Start of PAGE TEXT
Thursday, September 16, 2021

The self and poetry: who's really speaking here? (9.16.21)

The New York Times Book Review (last Sunday's edition) includes a review of God, Human, Animal, Machine: Technology, Metaphor and the Search for Meaning, a book of essays by Megan O'Gieblyn.  It's worth reading the review if not the book (I plan to get a copy of the book soon) for those of us who write poetry regularly and who, like the cohort at Wednesdays@One, are committed to "writing better poems today than we did yesterday, and better poems tomorrow than we write today."

It's worth reading because what we do when we write a poem is an act of selfhood, however obscure the voice or persona of the poem we are writing may be, to ourselves, to others.  After all, it's not somebody else who sits at our keyboard or writing pad when we start a poem.  It's us, or some version of us that we've adopted in order to compose.

I'm making a leap here from the subject of technology and humanity in this book to the idea of a self practicing an art.  But here goes.  As writers, we attempt qualitative acts--creation of poems--in a world that increasingly values mainly the quantitative: what matters can be measured.  It was a maxim at one of my former employers, an accounting and consulting firm, that what can't be measured doesn't matter.  All well and good for an accountant.  But when that kind of value creeps into our personal spaces, perhaps not so good.  

The reviewer of this book, Becca Rothfeld, observes, "many of the most powerful forces in the contemporary world conspire to deny the value . . . of experience that evades quantification."  Strong statement.  Overwrought thinking, maybe.  I don't believe Facebook and Google "conspire" to do any such thing.  I prefer to think that these companies' business missions have evolved beyond their founders' original visions, which, given the tools they depend on to work--algorithms--was inevitable.  They conspire no more than any other business that wants to understand what we want and will pay for before they expend time and energy and risk making it.  

But that doesn't mean we're no longer capable of being poets, much less complex human beings.  For as complex human beings, we live in the moment, even when we're writing about or from a memory; when we write, we are in the moment of the writing, of the poem.  I offer Wednesdays@One as evidence.

Against the quantifiable self, the self that "browses and buys" stuff, is pitted what Rothfeld calls the self that "feels: the embattled, anachronistic and indispensable self."  It's this self that writes our poems, yes?  To be embattled, anachronistic and indispensable is to be outside of time, in the moment.  The self is timeless in its self-ness.  And that is where poetry begins, develops and ends, for readers as well as writers.  And it's why, maybe, nobody makes a living writing poetry.

Rothfeld, quoting O'Gieblyn through this passage, refers to the ghost in the machine--that human presence that can never seem to be erased or cancelled, no matter how sophisticated the technology:

The self resists exile, creeping back into even ostensibly materialist theories. Many of the tech-utopians who congratulate themselves most vociferously on their affinity with the Enlightenment subscribe to quasi-religious worldviews — a phenomenon that O’Gieblyn, who grew up in a Christian fundamentalist family, is well equipped to analyze. Take, for instance, transhumanism, according to which “the evolution of the cosmos comes down to a single process: that of information becoming organized into increasingly complex forms of intelligence.” For those who see “processes as disparate as forests, genes and cellular structures” as forms of computation — as means of transmitting information — our world is re-enchanted. Everything is potent with significance, and history is a “process of revelation,” culminating in the elevation of humans into “‘post-humans,’ or spiritual machines.”

Despite the fact that I do not believe there is a God (cap G) and an afterlife in the conventional sense, I hope that I never come to feel "post-human," that I am somehow a "spiritual machine."  I am human, and mysterious for all that, even to myself.  I never feel more this way than when I am writing a poem that suddenly becomes a work of art.  In fact, I never feel more myself than when the verse I am writing tips or veers into the truly poetic, and the poem takes control and I become its scribe.  Now that is a moment of mystery to be cherished!

Hmmmm.  Now that I've thoroughly piqued my interest, I must go find a copy of this book.
End of PAGE TEXT
→ WHAT YOU WILL DO:
• A. Say whether each statement agrees with the post about the self and poetry, answering yes or no and quoting the words of the post that decide it: (i) the book's reviewer is Becca Rothfeld; (ii) the writer believes Facebook and Google conspire to deny the value of experience that evades quantification; (iii) the writer already owns a copy of the book.
• B. Reproduce word for word the stretch of the post about the self and poetry from "Against the quantifiable" through "living writing poetry.".
Start of DATA SECTION
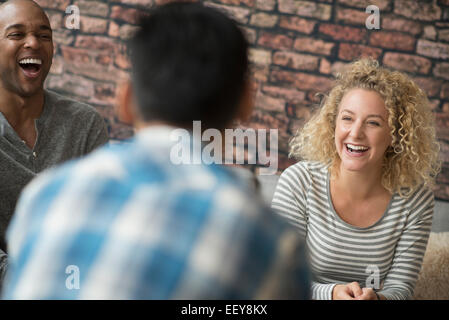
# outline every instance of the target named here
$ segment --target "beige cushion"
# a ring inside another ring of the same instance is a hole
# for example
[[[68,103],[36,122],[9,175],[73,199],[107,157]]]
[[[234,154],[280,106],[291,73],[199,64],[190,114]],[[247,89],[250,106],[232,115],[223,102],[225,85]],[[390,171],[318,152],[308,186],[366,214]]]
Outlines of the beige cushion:
[[[449,232],[430,233],[414,298],[449,299]]]

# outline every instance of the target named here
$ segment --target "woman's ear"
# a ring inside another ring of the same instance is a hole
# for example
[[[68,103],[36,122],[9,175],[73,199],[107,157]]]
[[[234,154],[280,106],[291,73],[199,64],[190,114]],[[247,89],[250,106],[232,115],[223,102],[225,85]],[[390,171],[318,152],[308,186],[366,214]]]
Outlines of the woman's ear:
[[[120,121],[133,125],[137,120],[131,82],[126,81],[119,85],[117,90],[117,114]]]

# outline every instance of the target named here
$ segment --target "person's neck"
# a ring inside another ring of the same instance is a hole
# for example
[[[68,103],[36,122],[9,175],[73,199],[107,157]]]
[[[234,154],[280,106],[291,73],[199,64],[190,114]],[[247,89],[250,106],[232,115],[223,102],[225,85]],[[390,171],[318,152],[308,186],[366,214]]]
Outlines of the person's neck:
[[[30,97],[22,97],[0,87],[0,112],[14,129],[39,118],[43,108],[43,89]]]
[[[363,201],[386,192],[382,186],[382,169],[349,171],[341,166],[334,179],[335,186],[344,191],[353,201]]]

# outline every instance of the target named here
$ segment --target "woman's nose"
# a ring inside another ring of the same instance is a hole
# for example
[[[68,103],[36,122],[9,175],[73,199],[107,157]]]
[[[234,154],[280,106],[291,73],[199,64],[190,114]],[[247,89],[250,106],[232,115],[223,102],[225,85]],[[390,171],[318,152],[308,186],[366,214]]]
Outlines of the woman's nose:
[[[363,123],[361,122],[354,122],[351,126],[350,135],[355,138],[363,137],[364,130],[363,130]]]

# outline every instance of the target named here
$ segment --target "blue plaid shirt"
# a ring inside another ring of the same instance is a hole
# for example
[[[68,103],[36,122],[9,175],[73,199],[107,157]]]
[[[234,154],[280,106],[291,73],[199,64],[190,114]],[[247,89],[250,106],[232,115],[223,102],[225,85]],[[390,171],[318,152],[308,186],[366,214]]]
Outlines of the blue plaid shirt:
[[[44,172],[8,229],[6,299],[304,299],[296,231],[220,165],[175,165],[170,127]]]

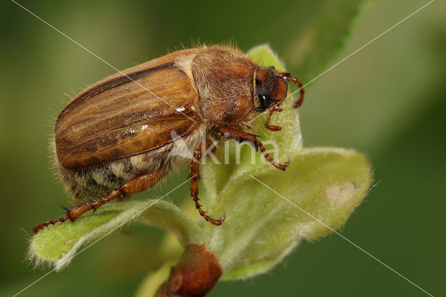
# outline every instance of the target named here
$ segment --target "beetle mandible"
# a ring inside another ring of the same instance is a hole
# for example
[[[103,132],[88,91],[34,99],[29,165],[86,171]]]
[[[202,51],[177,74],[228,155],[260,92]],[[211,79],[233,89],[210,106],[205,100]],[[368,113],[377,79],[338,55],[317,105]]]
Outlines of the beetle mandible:
[[[52,144],[62,180],[81,201],[63,208],[66,215],[34,227],[74,221],[116,198],[153,186],[180,162],[168,158],[180,137],[196,148],[191,160],[191,196],[200,215],[221,224],[201,209],[198,197],[201,135],[248,142],[279,169],[254,135],[245,132],[256,114],[269,109],[265,127],[286,98],[293,82],[304,98],[302,83],[289,73],[262,67],[229,46],[203,46],[172,52],[116,73],[76,96],[57,118]],[[176,135],[173,137],[172,135]],[[205,156],[206,157],[206,156]],[[89,200],[89,198],[93,199]]]

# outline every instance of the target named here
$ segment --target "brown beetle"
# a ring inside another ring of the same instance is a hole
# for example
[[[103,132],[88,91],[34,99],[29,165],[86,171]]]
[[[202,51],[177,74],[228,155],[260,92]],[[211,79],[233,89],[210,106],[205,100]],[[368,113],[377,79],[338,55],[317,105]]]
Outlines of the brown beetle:
[[[288,73],[261,67],[237,49],[210,46],[184,50],[112,75],[87,88],[62,110],[56,122],[55,160],[75,201],[66,215],[40,224],[40,228],[74,221],[82,213],[158,183],[180,162],[168,158],[181,137],[196,148],[191,166],[191,196],[200,215],[208,216],[198,200],[201,135],[249,142],[274,166],[276,163],[256,135],[244,132],[259,112],[271,115],[286,98],[286,81],[295,82],[303,100],[302,84]],[[175,137],[174,137],[175,135]],[[89,197],[95,198],[88,200]]]

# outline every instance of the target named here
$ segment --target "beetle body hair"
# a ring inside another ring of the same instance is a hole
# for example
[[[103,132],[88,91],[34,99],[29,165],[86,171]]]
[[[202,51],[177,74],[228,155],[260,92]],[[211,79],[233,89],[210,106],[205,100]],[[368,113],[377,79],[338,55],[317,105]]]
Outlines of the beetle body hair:
[[[177,172],[190,161],[184,156],[200,145],[201,135],[208,140],[220,139],[216,131],[222,123],[249,129],[249,121],[254,116],[253,73],[256,64],[243,52],[227,46],[203,46],[176,56],[171,65],[185,73],[199,95],[195,102],[199,107],[199,127],[182,137],[184,149],[189,151],[169,155],[176,145],[173,142],[146,153],[73,169],[61,164],[53,137],[56,167],[75,201],[100,197],[143,173]]]

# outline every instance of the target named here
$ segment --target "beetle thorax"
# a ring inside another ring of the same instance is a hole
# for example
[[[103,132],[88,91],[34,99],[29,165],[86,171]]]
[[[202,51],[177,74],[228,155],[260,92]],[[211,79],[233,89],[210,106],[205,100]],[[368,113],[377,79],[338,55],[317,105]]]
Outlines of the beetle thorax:
[[[243,121],[254,109],[253,74],[256,64],[227,47],[203,48],[192,63],[203,118],[221,124]]]

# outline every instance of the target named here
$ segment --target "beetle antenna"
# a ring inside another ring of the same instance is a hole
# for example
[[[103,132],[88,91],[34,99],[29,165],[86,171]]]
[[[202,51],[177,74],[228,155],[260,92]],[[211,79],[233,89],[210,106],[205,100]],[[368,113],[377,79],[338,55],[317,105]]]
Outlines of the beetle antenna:
[[[282,78],[285,80],[288,80],[289,82],[294,82],[294,83],[299,86],[299,100],[295,102],[294,105],[293,105],[294,108],[298,108],[298,107],[302,105],[302,103],[303,103],[304,102],[304,94],[305,93],[305,91],[304,90],[304,85],[298,79],[293,77],[291,73],[284,73],[284,76],[282,77]]]
[[[268,115],[268,119],[265,122],[265,128],[269,130],[270,131],[279,131],[279,130],[282,129],[282,127],[279,125],[270,125],[270,120],[271,119],[271,116],[272,116],[272,114],[274,113],[274,112],[281,112],[282,110],[284,110],[282,108],[276,108],[276,106],[280,105],[282,102],[283,101],[280,101],[279,103],[277,103],[275,105],[272,105],[270,108],[270,114]]]

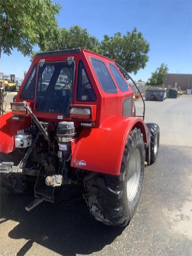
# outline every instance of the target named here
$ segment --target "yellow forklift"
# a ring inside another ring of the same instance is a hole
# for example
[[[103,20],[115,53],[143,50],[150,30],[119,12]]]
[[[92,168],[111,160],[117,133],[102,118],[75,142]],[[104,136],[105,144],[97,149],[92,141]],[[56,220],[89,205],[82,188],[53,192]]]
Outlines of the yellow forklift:
[[[15,83],[15,76],[10,74],[10,77],[3,75],[2,79],[0,79],[0,87],[5,87],[5,91],[15,91],[17,85]]]

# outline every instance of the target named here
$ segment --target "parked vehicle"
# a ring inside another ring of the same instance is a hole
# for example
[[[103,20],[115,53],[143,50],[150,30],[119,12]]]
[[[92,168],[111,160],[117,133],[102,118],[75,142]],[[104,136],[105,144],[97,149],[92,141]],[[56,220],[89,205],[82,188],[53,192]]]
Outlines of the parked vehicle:
[[[166,98],[166,92],[162,88],[148,88],[146,90],[145,99],[146,101],[163,101]]]
[[[157,156],[159,128],[141,118],[144,101],[143,116],[136,116],[124,76],[113,60],[85,50],[36,55],[12,112],[0,118],[1,182],[18,193],[34,191],[27,210],[59,200],[61,185],[80,184],[96,220],[129,223],[145,164]]]

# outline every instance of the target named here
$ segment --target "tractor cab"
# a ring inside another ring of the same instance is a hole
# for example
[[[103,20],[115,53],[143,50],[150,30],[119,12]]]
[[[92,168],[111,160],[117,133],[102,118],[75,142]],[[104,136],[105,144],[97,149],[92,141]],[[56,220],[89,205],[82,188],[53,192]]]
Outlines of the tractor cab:
[[[128,77],[113,60],[87,50],[36,55],[12,112],[0,117],[1,182],[34,192],[26,210],[59,200],[61,185],[79,184],[96,219],[129,222],[145,165],[157,157],[159,130],[144,123],[141,94],[143,114],[136,116]]]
End of DATA SECTION
→ RESPONSES FOR EACH TASK:
• A.
(i) Yes: "The reviewer of this book, Becca Rothfeld, observes"
(ii) No: "I don't believe Facebook and Google "conspire" to do any such thing."
(iii) No: "I plan to get a copy of the book soon"

• B.
Against the quantifiable self, the self that "browses and buys" stuff, is pitted what Rothfeld calls the self that "feels: the embattled, anachronistic and indispensable self."  It's this self that writes our poems, yes?  To be embattled, anachronistic and indispensable is to be outside of time, in the moment.  The self is timeless in its self-ness.  And that is where poetry begins, develops and ends, for readers as well as writers.  And it's why, maybe, nobody makes a living writing poetry.